● REQUEST
Retype the passage from the Ghostbusters: Afterlife review below exactly, starting at "Principal Cast : Carrie" and ending at "Hudson, Bob Gunton.".

● EXTRACT

+===+

Movie Review – Ghostbusters: Afterlife

Principal Cast : Carrie Coon, Finn Wolfhard, Mckenna Grace, Paul Rudd, Logan Kim, Bokeem Woodbine, Marion Kazadi, JK Simmons, Olivia Wilde, Celeste O’Connor, Annie Potts, Dan Aykroyd, Ernie Hudson, Bob Gunton.
Synopsis: When a single mom and her two kids arrive in a small town, they begin to discover their connection to the original Ghostbusters and the secret legacy their grandfather left behind.


Sentimental to a fault, and almost a carbon copy of the original to which it pays gushing homage, Jason Reitman’s earnest and cathartic sequel will please fans of the franchise in unexpected ways, while also setting the path up for the future. Understanding that we have lost both lynchpin cast member Harold Ramis (who passed in 2014) and original director Ivan Reitman (who died early in 2022, barely a few months after this film released), emotions run high with this nostalgic rebirth of a film property once considered box-office poison, with a climactic sequence that had this 80’s kid positively bawling like a baby as it tugged so many heartstrings. A clever balance between the old and the new, Ghostbusters: Afterlife proves the point that there truly is life in the old ghost yet, you only need affecting and heartfelt writing to revive it.

+===+

● GIVEN MATERIAL
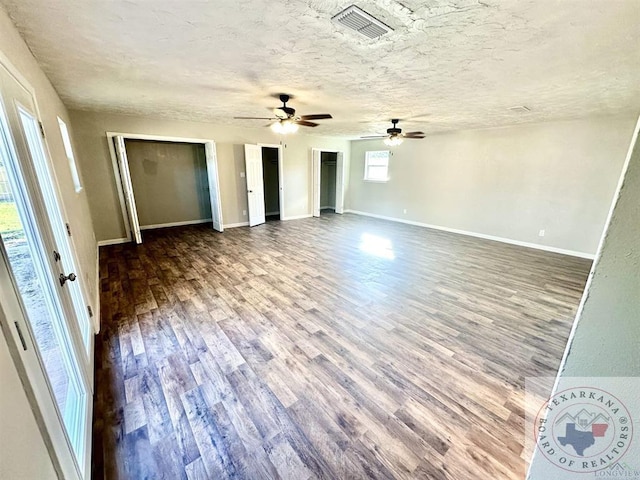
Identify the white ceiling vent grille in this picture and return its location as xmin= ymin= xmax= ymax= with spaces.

+===+

● SOLUTION TO THIS EXERCISE
Principal Cast : Carrie Coon, Finn Wolfhard, Mckenna Grace, Paul Rudd, Logan Kim, Bokeem Woodbine, Marion Kazadi, JK Simmons, Olivia Wilde, Celeste O’Connor, Annie Potts, Dan Aykroyd, Ernie Hudson, Bob Gunton.